A segunda prisão veio quando Rita já estava meio de saco cheio, um tanto cansada. O ano era 2012 e ela havia lançado seu último trabalho de canções inéditas — gravado em estúdio durante nove anos. O álbum Reza foi tema de novela com a música-título: uma debochada oração que pede “Deus me perdoe por querer/ Que Deus me livre e guarde de você”. Rita já estava cheia. Anunciou que iria parar. Seu último show seria, então, em Sergipe, na cidade de Barra dos Coqueiros, e acabou no melhor estilo Rita Lee: presa por desacatar a autoridade da Polícia Militar local que importunava o público, segundo ela.
“Eu sou do tempo da ditadura, você pensa que eu tenho medo, porra! Venha aqui! Eu sou mulher. Mulher, queridos!”, disse Rita ao ser presa, em 2012. Ela viria a se apresentar mais uma vez, em janeiro de 2013, em São Paulo.
Ela própria se definia como um “desacato à autoridade masculina” e rejeitava, desde criança, que pudessem dizer a ela o que fazer só por ter nascido mulher. Suas memórias estão registradas não só nos vídeos de entrevistas e performances ao longo da carreira, mas sobretudo na autobiografia que escreveu em parceria com o jornalista Guilherme Samora, lançada em 2016 pela Globo Livros. No livro, divaga sobre o avançar da idade: “Quando dizem que a idade está na cabeça, meu fígado e minha coluna dão uma risadinha sarcástica. Mulheres têm a idade que merecem, homens serão sempre crianças”. Em 22 de maio, a editora lançará Outra autobiografia. A obra narra os últimos três anos de vida de Rita e alcançou o topo dos mais vendidos da Amazon na pré-venda, em março.
Lendo sua história, a impressão é que, ainda criança, ela inventou um outro mundo possível — onde não havia muitos impossíveis. Esse seu universo, o universo Lee, prevaleceu sempre: na vida, no palco, apresentando programa de TV, dando entrevistas. Nos shows e em casa. Porra louca. Irreverente. Original. Quebrou os tijolos que estavam em seu caminho desde que nasceu, não os aceitou. À sua maneira, colocou-se intrínseca à história do país, como cidadã, artista e crítica, e obrigatória no repertório da música brasileira.

Trechos de dados de apontamento:
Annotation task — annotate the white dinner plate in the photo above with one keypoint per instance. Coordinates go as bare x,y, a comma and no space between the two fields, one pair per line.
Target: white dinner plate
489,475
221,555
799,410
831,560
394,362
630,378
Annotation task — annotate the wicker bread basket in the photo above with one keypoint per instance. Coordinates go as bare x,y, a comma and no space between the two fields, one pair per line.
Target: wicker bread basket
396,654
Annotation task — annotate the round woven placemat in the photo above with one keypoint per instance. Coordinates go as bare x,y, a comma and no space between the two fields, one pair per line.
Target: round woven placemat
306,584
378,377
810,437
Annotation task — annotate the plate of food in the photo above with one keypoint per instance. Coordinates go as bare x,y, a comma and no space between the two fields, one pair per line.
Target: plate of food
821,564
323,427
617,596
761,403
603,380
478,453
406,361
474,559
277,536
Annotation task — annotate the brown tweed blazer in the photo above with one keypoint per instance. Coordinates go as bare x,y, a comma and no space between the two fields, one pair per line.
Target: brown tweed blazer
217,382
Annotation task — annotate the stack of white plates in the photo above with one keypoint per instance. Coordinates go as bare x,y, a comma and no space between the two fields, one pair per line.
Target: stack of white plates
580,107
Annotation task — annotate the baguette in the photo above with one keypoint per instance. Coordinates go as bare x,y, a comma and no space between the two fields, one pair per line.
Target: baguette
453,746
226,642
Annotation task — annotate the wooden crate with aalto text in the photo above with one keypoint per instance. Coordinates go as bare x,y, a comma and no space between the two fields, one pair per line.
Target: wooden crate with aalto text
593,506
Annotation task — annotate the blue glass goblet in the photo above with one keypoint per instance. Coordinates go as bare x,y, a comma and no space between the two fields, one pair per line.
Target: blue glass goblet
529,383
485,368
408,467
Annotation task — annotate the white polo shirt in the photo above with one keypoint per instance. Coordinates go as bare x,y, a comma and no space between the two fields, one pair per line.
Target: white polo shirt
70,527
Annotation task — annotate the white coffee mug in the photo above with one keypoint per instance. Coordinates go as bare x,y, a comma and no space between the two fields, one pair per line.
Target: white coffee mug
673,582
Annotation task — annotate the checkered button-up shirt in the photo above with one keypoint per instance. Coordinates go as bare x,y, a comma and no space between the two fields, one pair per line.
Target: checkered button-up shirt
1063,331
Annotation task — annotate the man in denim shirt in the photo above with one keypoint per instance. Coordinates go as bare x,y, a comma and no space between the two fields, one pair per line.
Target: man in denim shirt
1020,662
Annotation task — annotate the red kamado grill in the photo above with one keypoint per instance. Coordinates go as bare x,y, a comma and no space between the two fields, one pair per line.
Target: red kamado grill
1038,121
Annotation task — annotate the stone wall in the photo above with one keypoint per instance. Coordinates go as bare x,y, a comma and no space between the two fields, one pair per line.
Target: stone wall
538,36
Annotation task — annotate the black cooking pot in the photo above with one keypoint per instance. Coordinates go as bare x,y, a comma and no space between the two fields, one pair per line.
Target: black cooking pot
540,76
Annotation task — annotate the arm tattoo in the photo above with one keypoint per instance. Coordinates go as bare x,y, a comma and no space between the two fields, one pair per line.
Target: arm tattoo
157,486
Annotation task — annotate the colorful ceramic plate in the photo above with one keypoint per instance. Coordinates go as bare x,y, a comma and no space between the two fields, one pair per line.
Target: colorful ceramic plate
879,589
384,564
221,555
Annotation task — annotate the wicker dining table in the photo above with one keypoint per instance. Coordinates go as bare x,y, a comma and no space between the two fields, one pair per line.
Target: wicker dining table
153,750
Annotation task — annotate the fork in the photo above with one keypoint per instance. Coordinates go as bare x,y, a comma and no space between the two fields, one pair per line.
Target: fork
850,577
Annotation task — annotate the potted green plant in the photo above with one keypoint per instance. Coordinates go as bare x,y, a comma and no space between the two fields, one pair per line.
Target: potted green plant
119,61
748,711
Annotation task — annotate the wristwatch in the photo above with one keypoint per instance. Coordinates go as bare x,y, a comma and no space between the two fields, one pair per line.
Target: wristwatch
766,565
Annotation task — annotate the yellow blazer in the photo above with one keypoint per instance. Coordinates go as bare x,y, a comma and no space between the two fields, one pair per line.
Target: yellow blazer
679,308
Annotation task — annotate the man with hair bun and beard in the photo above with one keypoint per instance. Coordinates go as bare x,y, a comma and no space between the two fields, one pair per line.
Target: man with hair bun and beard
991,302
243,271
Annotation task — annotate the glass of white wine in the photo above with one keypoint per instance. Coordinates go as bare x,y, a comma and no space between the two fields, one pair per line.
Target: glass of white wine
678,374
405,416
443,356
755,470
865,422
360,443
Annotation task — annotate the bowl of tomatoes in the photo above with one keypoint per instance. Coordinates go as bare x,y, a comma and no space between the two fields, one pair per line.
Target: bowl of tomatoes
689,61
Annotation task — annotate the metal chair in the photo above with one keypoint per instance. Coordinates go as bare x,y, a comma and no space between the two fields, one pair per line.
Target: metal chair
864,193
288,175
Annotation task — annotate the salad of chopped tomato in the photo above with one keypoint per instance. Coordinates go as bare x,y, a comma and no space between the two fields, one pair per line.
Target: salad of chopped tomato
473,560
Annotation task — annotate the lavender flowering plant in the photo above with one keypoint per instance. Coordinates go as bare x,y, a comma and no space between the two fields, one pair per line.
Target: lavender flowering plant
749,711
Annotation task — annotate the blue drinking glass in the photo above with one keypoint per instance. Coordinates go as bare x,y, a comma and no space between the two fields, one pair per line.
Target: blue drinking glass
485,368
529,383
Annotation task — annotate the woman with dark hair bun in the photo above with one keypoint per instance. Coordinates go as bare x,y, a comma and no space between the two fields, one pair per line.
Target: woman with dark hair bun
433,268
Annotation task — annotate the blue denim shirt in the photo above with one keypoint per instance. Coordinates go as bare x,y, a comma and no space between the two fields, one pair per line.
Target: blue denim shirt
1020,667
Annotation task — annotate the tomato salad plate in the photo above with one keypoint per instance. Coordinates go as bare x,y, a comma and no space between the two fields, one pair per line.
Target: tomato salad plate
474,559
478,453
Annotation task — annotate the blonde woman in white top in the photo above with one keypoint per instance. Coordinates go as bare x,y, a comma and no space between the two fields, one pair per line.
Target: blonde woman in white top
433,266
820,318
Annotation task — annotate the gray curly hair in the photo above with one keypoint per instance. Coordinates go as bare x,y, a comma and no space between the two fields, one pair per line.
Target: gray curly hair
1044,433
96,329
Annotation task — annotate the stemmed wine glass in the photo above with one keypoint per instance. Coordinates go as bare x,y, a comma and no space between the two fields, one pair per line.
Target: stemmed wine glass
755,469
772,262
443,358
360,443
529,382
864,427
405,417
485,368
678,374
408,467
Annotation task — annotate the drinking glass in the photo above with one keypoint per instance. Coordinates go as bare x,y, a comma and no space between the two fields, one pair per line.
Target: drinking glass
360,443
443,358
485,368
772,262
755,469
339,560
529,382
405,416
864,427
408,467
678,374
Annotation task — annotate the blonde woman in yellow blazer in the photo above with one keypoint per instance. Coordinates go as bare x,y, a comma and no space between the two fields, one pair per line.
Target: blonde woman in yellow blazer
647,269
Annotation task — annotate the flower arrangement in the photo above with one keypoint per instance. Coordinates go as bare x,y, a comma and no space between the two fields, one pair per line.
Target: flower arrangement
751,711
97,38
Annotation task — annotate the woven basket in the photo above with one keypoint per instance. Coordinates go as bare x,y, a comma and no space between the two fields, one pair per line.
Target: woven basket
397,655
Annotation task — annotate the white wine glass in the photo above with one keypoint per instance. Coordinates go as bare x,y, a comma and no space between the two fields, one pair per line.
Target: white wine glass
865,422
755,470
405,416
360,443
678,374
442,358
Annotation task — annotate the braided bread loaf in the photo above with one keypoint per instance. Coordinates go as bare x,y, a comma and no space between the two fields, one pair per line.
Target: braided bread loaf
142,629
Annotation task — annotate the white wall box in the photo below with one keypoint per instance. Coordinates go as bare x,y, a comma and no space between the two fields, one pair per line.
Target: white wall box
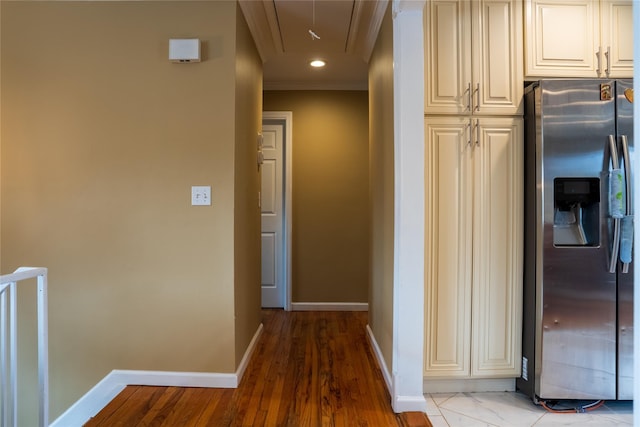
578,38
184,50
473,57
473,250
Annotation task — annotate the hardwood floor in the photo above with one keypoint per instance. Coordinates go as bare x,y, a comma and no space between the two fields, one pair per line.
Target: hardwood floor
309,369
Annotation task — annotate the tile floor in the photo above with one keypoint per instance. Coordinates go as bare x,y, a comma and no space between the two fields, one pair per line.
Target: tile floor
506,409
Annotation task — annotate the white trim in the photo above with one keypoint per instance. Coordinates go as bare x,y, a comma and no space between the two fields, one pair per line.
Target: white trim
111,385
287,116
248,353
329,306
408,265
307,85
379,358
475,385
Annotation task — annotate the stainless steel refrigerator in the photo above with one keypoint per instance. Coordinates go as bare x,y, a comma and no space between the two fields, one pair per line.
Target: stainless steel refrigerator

# INSTRUÇÕES DO EXERCÍCIO
a - Transcreva o trecho do texto sobre Rita Lee que vai de "Lendo sua história, a" até "da música brasileira.", incluindo os dois extremos.
b - Reproduza palavra por palavra as linhas dos registros que vão da linha que contém "Annotation task — annotate the white wall" até o fim dos registros, incluindo ambas as pontas. Deixe as imagens de fora da resposta.

# RESPOSTAS A SEGUIR
a -
Lendo sua história, a impressão é que, ainda criança, ela inventou um outro mundo possível — onde não havia muitos impossíveis. Esse seu universo, o universo Lee, prevaleceu sempre: na vida, no palco, apresentando programa de TV, dando entrevistas. Nos shows e em casa. Porra louca. Irreverente. Original. Quebrou os tijolos que estavam em seu caminho desde que nasceu, não os aceitou. À sua maneira, colocou-se intrínseca à história do país, como cidadã, artista e crítica, e obrigatória no repertório da música brasileira.

b -
Annotation task — annotate the white wall box in the photo below with one keypoint per instance. Coordinates go as bare x,y, a comma and no space between the two fields, one pair per line.
Target: white wall box
578,38
184,50
473,57
473,250
Annotation task — annotate the hardwood floor in the photo above with one keypoint per instance. Coordinates go as bare x,y, a comma and no space between the two fields, one pair per line.
Target: hardwood floor
309,369
Annotation task — annotate the tile floor in the photo above with one keypoint per instance. Coordinates go as bare x,y, a comma and no space between the two fields, one pair per line.
Target: tile floor
506,409
Annotation task — annotate the white trim in the photo above with one keypoint per instance. Coordinates go as bare x,y, a comma and no space between the two fields, one pair per line.
Target: white trim
111,385
287,116
248,353
329,306
408,265
307,85
379,358
475,385
Annotation task — annotate the stainless steel refrigerator in the photo above with one keypoint per instance. Coordinates go as bare x,y, a comma and no space between the two fields, one pair per line.
Target: stainless steel refrigerator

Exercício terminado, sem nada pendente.